Travail demandé: Recopiez à l'identique les lignes ci-dessous, du début jusqu'à la ligne contenant « 146], [49, 37]] », celle-ci comprise. Laissez les images de côté dans votre réponse, s'il vous plaît.

★ ★ ★ ★

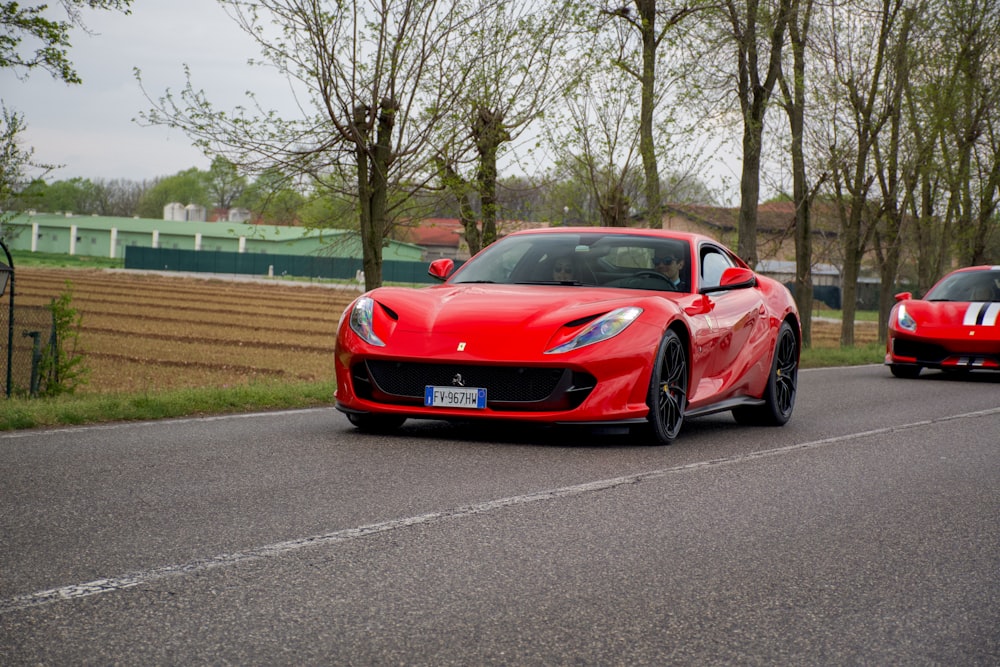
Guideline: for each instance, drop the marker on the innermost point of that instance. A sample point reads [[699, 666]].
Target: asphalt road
[[866, 531]]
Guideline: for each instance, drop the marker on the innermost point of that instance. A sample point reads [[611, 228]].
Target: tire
[[904, 371], [668, 388], [373, 423], [782, 384]]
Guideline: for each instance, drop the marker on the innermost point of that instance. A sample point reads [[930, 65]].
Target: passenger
[[669, 264], [562, 269]]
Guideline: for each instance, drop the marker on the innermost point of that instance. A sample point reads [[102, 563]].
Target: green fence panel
[[263, 264]]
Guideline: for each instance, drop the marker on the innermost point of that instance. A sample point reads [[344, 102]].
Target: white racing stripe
[[122, 582], [980, 313]]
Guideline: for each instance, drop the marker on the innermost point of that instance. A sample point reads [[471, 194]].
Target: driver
[[669, 263]]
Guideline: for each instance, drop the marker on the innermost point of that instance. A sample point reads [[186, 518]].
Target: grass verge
[[70, 410]]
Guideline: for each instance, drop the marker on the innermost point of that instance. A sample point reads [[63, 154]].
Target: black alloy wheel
[[668, 389]]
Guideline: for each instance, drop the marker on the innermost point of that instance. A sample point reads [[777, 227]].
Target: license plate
[[455, 397]]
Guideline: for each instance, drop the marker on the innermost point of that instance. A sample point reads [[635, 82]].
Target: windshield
[[967, 286], [573, 259]]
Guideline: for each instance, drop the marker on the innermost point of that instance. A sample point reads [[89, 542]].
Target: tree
[[47, 49], [754, 26], [507, 51], [186, 187], [376, 76], [651, 38], [793, 92], [225, 184], [861, 39], [14, 159], [597, 146], [49, 37]]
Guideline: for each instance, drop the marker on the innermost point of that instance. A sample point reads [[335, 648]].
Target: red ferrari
[[582, 326], [955, 327]]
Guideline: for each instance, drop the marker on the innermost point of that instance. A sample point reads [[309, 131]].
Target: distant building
[[99, 236]]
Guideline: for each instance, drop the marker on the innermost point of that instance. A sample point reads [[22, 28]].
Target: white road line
[[121, 582]]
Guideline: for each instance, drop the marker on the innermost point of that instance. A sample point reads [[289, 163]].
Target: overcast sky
[[89, 128]]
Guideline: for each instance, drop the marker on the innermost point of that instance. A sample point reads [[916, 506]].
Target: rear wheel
[[373, 423], [779, 396], [668, 388]]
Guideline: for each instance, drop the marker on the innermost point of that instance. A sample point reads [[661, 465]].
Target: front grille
[[925, 352], [507, 387]]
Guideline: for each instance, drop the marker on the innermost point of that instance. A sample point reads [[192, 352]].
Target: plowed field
[[142, 332]]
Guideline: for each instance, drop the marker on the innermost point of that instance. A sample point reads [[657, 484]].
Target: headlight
[[600, 329], [904, 320], [361, 320]]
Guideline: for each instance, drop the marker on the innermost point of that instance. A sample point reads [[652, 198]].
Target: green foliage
[[35, 27], [62, 367]]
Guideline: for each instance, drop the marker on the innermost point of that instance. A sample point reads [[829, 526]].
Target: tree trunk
[[647, 149], [489, 134]]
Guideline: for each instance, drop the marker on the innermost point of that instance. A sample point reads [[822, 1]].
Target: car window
[[713, 263], [967, 286]]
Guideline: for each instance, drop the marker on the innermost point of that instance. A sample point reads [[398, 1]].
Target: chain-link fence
[[25, 342]]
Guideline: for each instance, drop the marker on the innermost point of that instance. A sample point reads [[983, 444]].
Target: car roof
[[666, 234]]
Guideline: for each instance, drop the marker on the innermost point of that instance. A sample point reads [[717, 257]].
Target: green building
[[98, 236]]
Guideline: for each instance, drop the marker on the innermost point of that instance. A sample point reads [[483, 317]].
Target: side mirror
[[441, 268], [735, 277]]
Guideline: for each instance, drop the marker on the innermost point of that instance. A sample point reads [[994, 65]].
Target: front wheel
[[668, 388], [779, 396]]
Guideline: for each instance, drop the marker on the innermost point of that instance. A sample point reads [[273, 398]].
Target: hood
[[492, 321]]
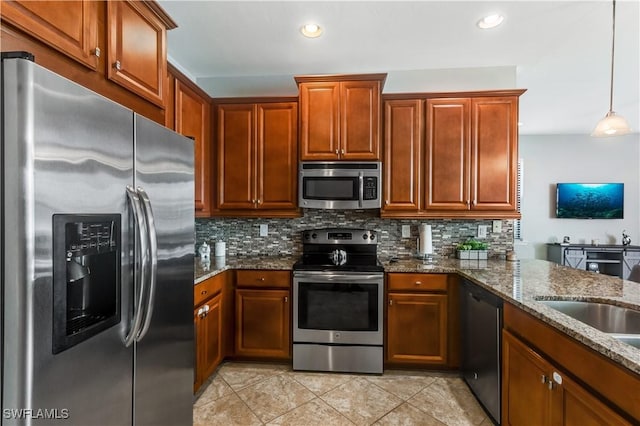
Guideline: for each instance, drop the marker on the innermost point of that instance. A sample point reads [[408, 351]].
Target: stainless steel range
[[338, 290]]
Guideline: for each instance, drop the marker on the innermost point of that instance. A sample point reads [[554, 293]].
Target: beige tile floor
[[273, 394]]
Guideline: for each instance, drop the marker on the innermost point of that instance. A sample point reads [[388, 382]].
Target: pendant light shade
[[612, 124]]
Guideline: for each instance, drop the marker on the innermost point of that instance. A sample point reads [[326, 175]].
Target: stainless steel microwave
[[340, 185]]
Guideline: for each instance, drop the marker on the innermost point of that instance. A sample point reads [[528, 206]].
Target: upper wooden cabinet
[[70, 27], [137, 53], [189, 113], [340, 117], [257, 159], [469, 165], [403, 148]]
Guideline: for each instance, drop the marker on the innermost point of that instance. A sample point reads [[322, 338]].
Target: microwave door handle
[[140, 249], [361, 189], [152, 263]]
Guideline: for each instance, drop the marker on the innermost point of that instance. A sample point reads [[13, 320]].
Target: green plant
[[471, 244]]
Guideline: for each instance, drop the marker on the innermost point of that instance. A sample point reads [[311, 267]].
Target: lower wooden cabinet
[[418, 326], [535, 392], [263, 323], [208, 333]]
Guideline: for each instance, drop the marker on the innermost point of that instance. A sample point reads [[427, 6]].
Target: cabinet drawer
[[263, 278], [207, 288], [417, 282]]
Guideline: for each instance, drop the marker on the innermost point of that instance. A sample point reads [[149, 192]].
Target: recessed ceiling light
[[490, 21], [311, 30]]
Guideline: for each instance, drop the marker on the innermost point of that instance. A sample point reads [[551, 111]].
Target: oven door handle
[[330, 277]]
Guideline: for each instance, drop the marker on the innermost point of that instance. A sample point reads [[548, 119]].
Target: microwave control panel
[[370, 188]]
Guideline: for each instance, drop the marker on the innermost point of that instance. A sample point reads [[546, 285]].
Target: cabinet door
[[68, 26], [447, 154], [192, 119], [236, 156], [262, 323], [572, 405], [402, 155], [277, 163], [136, 55], [212, 335], [360, 120], [525, 393], [319, 125], [417, 328], [494, 153]]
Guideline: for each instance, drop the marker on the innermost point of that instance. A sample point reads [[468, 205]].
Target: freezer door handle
[[152, 261], [141, 250]]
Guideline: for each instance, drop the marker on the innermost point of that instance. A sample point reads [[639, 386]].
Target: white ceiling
[[558, 50]]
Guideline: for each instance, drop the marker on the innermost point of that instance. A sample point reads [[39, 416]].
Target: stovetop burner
[[336, 249]]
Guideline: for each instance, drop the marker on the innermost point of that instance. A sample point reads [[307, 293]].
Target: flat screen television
[[590, 200]]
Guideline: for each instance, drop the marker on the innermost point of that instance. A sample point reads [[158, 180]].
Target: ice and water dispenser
[[86, 277]]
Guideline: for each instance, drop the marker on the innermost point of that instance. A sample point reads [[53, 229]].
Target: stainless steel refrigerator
[[96, 258]]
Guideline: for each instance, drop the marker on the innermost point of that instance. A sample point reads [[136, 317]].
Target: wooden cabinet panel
[[417, 329], [192, 119], [403, 147], [552, 396], [575, 363], [447, 154], [136, 51], [71, 27], [208, 339], [524, 372], [340, 117], [277, 163], [495, 156], [236, 156], [417, 282], [319, 121], [257, 158], [262, 324], [263, 279], [360, 120]]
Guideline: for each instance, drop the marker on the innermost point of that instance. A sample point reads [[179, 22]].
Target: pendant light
[[612, 124]]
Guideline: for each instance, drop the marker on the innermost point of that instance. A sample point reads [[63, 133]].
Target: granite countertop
[[522, 283], [216, 265]]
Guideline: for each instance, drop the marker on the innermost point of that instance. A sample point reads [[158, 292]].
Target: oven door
[[338, 308]]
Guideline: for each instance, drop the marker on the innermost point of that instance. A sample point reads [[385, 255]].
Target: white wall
[[549, 159]]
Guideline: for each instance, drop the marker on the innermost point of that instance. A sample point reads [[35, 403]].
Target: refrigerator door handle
[[152, 264], [140, 275]]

★ ★ ★ ★

Votre réponse:
Guideline: for each instance, drop the marker on the innermost point of that instance. A sample point reads [[699, 666]].
Target: asphalt road
[[866, 531]]
Guideline: for each instance, drop the marker on the innermost point of that instance. A sample point reads [[611, 228]].
Target: tire
[[904, 371], [668, 388], [373, 423], [782, 384]]
Guideline: for each instance, drop the marker on the innermost point of that instance. A sample point reads [[930, 65]].
Target: passenger
[[669, 264], [562, 269]]
Guideline: for each instance, drop the marker on the innermost point of that instance. A sample point reads [[102, 563]].
Target: green fence panel
[[263, 264]]
Guideline: for each instance, drop the marker on the innermost point of that instance. A sample point reads [[344, 102]].
Target: white racing stripe
[[122, 582], [980, 313]]
Guideline: for each instance, drop the marker on the innermost point of that instance. A sample point reads [[471, 194]].
Target: driver
[[669, 263]]
Guideline: for each instance, drop the marker on the innermost point of that instance. A sample point reads [[186, 518]].
Target: grass verge
[[70, 410]]
Guideline: for each instance, drop the marker on the innermost point of that instance. A sample point reads [[63, 154]].
Target: black alloy wheel
[[668, 389]]
Guideline: for each instance, drop the marker on the innermost point of that instance. A sample point reads [[777, 227]].
Target: license plate
[[455, 397]]
Guideline: for each instance, drop the marker on the innermost point of that instance. A sample point reads [[635, 82]].
Target: windshield
[[967, 286], [573, 259]]
Guideline: for each instance, drop the marker on the innermost point of that instance. A sample point reads [[89, 542]].
Target: tree
[[47, 49], [754, 26], [507, 51], [186, 187], [376, 76], [651, 38], [793, 92], [225, 184], [861, 39], [14, 159], [597, 146], [49, 37]]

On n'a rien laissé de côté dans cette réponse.